How many lines in the items below contain the string "rough"? Case matters, and the reply should be the number alone.

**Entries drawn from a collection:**
_ _ _ _ _

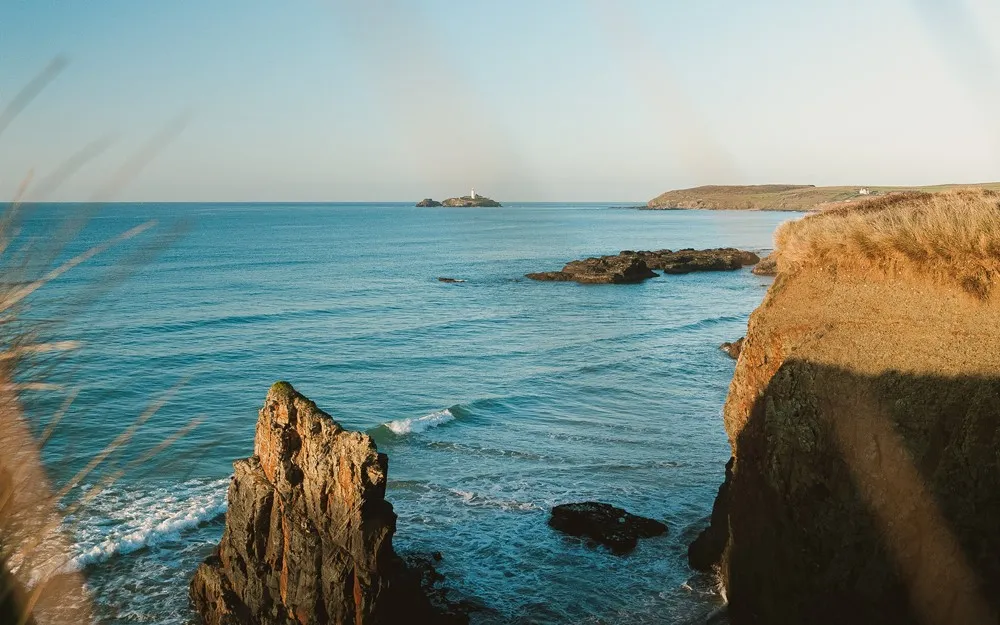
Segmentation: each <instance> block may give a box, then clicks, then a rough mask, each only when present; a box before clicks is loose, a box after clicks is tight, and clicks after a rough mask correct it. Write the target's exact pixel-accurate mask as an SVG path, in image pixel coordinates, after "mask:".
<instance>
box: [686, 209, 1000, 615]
mask: <svg viewBox="0 0 1000 625" xmlns="http://www.w3.org/2000/svg"><path fill="white" fill-rule="evenodd" d="M776 242H777V244H778V253H777V256H776V259H777V265H778V276H777V278H776V280H775V283H774V284H773V286H772V287H771V288H770V290H769V292H768V294H767V296H766V298H765V300H764V302H763V303H762V304H761V306H760V307H759V308H758V309H757V310H756V311H755V312H754V313H753V315H752V316H751V318H750V323H749V328H748V334H747V337H746V341H745V343H744V346H743V349H742V353H741V354H740V356H739V360H738V363H737V368H736V372H735V375H734V378H733V382H732V385H731V387H730V392H729V396H728V398H727V401H726V405H725V409H724V419H725V426H726V429H727V433H728V435H729V438H730V442H731V445H732V449H733V456H734V460H733V461H732V465H731V475H730V476H729V479H728V485H727V486H726V487H724V489H723V490H722V491H720V495H722V496H724V497H725V501H721V502H720V503H721V504H723V505H722V506H720V507H721V508H723V509H724V513H723V514H713V524H712V528H711V529H710V532H709V536H707V537H705V538H704V539H703V540H704V542H706V543H708V545H709V547H711V543H712V541H714V540H715V537H718V536H721V543H720V546H721V549H722V551H723V553H722V555H721V561H720V562H719V566H720V574H721V577H722V581H723V583H724V585H725V588H726V591H727V596H728V600H729V613H730V618H731V620H732V622H733V623H734V625H745V624H756V623H767V624H782V623H788V624H792V623H796V624H798V623H831V624H832V623H892V624H896V623H898V624H904V623H905V624H911V623H913V624H916V623H921V624H927V625H929V624H934V625H937V624H941V625H943V624H945V623H966V624H979V623H983V624H985V623H997V622H998V620H997V614H998V610H997V608H998V599H1000V531H998V528H1000V294H998V293H994V290H995V289H994V286H995V285H997V284H1000V283H998V276H1000V195H998V194H996V193H991V192H983V191H979V192H971V191H969V192H961V193H950V194H940V195H934V196H932V195H928V194H910V195H906V196H901V197H893V198H887V199H882V200H876V201H872V202H870V203H867V204H864V205H862V206H861V207H859V208H857V209H852V210H844V211H834V212H831V213H825V214H821V215H816V216H811V217H807V218H805V219H803V220H800V221H798V222H793V223H791V224H788V225H786V226H785V227H783V228H782V229H781V230H780V231H779V233H778V235H777V237H776ZM716 517H721V518H716ZM712 534H714V535H715V536H714V537H713V535H712ZM702 546H703V547H704V545H702ZM708 550H709V551H711V549H708Z"/></svg>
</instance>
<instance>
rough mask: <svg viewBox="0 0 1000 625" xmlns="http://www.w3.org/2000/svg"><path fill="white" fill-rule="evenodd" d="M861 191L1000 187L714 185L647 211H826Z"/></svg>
mask: <svg viewBox="0 0 1000 625" xmlns="http://www.w3.org/2000/svg"><path fill="white" fill-rule="evenodd" d="M862 188H866V189H868V190H869V191H870V192H871V193H872V194H874V195H876V196H878V195H885V194H888V193H895V192H901V191H923V192H928V193H933V192H941V191H949V190H955V189H961V188H980V189H992V190H1000V183H996V182H990V183H982V184H974V185H936V186H929V187H862V186H855V187H816V186H812V185H779V184H767V185H744V186H726V185H711V186H705V187H695V188H693V189H679V190H676V191H667V192H666V193H663V194H660V195H658V196H657V197H655V198H653V199H652V200H650V201H649V203H648V204H647V208H652V209H668V208H703V209H710V210H787V211H809V210H816V209H826V208H829V207H832V206H836V205H837V204H838V203H851V202H857V201H862V200H864V199H866V198H868V197H871V196H865V195H860V194H859V193H858V191H859V190H861V189H862Z"/></svg>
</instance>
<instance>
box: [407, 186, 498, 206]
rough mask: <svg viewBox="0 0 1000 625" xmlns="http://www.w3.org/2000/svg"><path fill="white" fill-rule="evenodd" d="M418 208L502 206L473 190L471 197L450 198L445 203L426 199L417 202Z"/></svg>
mask: <svg viewBox="0 0 1000 625" xmlns="http://www.w3.org/2000/svg"><path fill="white" fill-rule="evenodd" d="M417 206H419V207H422V208H425V207H434V206H459V207H480V206H481V207H486V208H493V207H497V206H502V204H500V202H497V201H496V200H491V199H490V198H488V197H486V196H484V195H479V194H478V193H476V190H475V189H473V190H472V192H471V193H470V194H469V195H463V196H462V197H452V198H448V199H447V200H445V201H443V202H438V201H437V200H432V199H431V198H424V199H422V200H420V201H419V202H417Z"/></svg>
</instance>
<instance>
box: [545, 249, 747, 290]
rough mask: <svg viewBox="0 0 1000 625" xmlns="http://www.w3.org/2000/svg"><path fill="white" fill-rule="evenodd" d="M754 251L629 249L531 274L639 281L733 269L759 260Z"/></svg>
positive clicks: (591, 283)
mask: <svg viewBox="0 0 1000 625" xmlns="http://www.w3.org/2000/svg"><path fill="white" fill-rule="evenodd" d="M759 260H760V258H758V257H757V255H756V254H754V253H753V252H744V251H743V250H737V249H735V248H730V247H727V248H719V249H712V250H691V249H687V250H679V251H677V252H672V251H670V250H658V251H655V252H633V251H631V250H625V251H623V252H620V253H618V254H616V255H614V256H600V257H596V258H586V259H584V260H574V261H572V262H570V263H567V264H566V266H565V267H563V268H562V271H543V272H540V273H529V274H527V275H526V277H528V278H531V279H532V280H543V281H550V282H579V283H581V284H635V283H637V282H642V281H643V280H648V279H649V278H655V277H656V276H657V274H656V273H655V272H654V271H652V270H653V269H659V270H661V271H663V273H665V274H682V273H692V272H695V271H732V270H735V269H740V268H741V267H744V266H746V265H752V264H754V263H756V262H757V261H759Z"/></svg>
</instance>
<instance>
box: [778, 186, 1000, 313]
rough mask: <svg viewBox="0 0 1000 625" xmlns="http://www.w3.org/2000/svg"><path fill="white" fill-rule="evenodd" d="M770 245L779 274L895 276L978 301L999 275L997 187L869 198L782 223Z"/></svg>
mask: <svg viewBox="0 0 1000 625" xmlns="http://www.w3.org/2000/svg"><path fill="white" fill-rule="evenodd" d="M775 244H776V247H777V262H778V268H779V271H780V272H781V273H783V274H784V273H793V272H796V271H800V270H802V269H806V268H819V269H822V270H824V271H833V272H854V273H877V274H882V275H887V276H903V277H907V278H910V279H915V280H930V281H933V282H936V283H938V284H944V285H955V286H957V287H959V288H960V289H961V290H963V291H965V292H966V293H968V294H970V295H972V296H973V297H975V298H977V299H979V300H983V301H985V300H988V299H990V297H991V295H992V293H993V291H994V287H995V286H996V284H997V282H998V280H1000V192H997V191H993V190H988V189H981V188H979V189H975V188H973V189H962V190H958V191H948V192H942V193H924V192H906V193H894V194H890V195H885V196H877V197H874V198H872V199H870V200H867V201H864V202H858V203H856V204H853V205H850V206H845V207H843V208H836V209H831V210H828V211H825V212H822V213H818V214H814V215H809V216H807V217H804V218H802V219H800V220H797V221H791V222H788V223H786V224H784V225H783V226H781V228H779V229H778V231H777V232H776V233H775Z"/></svg>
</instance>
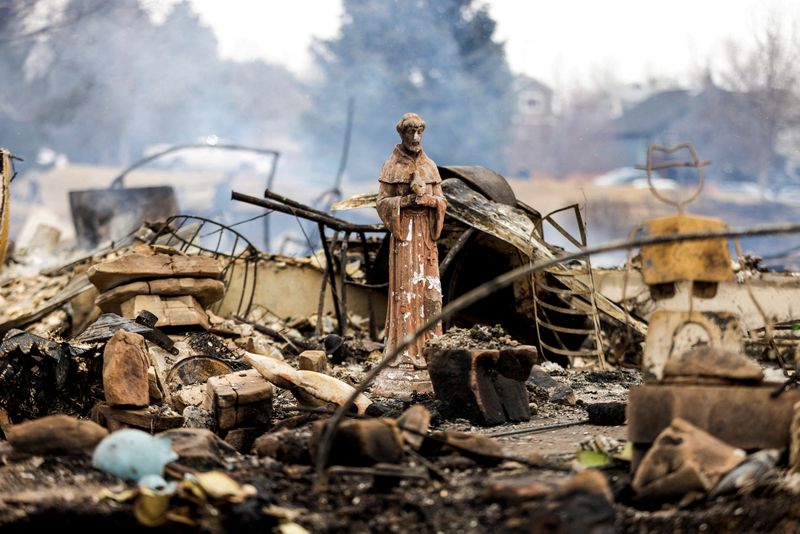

_ _ _ _ _

**Your solution:**
5